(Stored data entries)
━━━━

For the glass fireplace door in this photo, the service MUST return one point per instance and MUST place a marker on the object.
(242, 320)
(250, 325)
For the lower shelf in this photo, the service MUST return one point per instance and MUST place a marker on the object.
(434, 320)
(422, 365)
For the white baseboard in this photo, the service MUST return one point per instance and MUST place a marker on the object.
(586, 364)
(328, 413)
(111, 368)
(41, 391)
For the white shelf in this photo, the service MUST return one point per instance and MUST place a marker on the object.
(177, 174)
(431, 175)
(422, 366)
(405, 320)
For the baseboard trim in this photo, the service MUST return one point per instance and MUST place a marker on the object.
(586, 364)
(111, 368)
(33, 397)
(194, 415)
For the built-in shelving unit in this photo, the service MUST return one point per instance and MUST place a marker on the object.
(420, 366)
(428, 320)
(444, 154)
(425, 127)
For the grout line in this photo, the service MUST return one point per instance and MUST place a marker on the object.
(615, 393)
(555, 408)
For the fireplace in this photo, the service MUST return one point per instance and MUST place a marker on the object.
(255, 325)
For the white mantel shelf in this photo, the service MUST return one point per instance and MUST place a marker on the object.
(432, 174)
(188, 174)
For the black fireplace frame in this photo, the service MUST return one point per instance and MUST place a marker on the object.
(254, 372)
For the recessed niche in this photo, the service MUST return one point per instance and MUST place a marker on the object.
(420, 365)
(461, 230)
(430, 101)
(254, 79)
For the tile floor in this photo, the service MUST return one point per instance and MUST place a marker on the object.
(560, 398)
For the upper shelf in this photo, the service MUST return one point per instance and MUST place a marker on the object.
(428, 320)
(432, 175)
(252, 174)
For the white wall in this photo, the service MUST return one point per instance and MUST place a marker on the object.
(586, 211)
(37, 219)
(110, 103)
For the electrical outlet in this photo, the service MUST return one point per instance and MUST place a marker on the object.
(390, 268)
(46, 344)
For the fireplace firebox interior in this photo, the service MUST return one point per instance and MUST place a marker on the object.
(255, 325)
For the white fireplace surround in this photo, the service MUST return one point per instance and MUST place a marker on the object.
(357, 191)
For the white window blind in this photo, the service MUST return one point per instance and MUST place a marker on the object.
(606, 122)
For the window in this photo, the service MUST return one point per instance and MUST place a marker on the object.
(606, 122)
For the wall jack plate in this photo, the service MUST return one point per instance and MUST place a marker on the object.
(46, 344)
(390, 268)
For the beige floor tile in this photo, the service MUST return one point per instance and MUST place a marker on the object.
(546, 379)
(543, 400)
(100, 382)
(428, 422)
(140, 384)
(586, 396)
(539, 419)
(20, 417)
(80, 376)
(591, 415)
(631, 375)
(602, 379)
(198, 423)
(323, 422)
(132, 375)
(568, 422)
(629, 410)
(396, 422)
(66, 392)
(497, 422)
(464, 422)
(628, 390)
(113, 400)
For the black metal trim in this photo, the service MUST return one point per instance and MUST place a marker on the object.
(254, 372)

━━━━

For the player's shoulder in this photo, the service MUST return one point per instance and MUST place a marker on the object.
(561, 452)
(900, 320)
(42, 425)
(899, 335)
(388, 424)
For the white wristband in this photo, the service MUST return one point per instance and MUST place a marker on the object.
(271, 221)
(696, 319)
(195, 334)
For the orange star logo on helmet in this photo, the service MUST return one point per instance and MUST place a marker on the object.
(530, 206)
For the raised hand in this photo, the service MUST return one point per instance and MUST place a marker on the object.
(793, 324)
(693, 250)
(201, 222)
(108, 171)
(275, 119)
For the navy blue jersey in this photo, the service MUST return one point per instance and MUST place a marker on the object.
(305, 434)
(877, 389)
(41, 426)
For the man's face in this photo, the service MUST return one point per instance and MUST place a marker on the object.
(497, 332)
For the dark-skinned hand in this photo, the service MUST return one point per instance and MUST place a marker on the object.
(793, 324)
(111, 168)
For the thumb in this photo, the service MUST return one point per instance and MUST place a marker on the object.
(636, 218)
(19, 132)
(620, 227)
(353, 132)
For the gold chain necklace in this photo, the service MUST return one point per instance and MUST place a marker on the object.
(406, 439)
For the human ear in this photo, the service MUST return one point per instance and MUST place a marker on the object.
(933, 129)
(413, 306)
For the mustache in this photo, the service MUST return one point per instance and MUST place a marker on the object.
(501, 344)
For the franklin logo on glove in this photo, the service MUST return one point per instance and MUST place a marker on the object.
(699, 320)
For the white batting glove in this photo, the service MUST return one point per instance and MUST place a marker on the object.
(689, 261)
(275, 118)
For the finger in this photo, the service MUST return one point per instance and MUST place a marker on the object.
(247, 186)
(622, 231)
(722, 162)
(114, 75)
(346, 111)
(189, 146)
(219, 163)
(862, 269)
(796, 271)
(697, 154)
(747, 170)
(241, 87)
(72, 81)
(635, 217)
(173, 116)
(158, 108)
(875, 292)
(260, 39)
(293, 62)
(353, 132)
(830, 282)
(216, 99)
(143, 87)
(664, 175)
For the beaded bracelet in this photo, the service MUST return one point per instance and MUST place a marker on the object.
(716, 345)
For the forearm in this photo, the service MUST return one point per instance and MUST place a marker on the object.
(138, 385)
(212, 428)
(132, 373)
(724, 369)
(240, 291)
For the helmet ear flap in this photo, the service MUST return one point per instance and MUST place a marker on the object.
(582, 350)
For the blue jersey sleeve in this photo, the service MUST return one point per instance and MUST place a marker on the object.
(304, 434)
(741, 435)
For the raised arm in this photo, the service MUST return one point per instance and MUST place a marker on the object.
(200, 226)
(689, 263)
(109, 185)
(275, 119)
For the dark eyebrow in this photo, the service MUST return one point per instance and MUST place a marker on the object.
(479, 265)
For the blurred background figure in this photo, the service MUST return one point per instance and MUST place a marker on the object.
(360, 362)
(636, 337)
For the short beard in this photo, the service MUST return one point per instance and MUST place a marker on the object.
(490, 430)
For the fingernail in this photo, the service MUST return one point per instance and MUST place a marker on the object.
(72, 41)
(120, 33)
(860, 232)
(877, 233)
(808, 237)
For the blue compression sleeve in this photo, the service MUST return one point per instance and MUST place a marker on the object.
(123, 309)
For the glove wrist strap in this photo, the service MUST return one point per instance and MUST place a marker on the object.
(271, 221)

━━━━

> [Work to complete]:
List every line in the items above that contains the word "black", copying each line in full. Case counts.

> [Correct result]:
For the black fireplace frame in this photo, the service MUST return one point per instance and MUST place a marker on the object.
For the black metal trim in this photo, the service MUST return one point per instance and MUST place a marker on the object.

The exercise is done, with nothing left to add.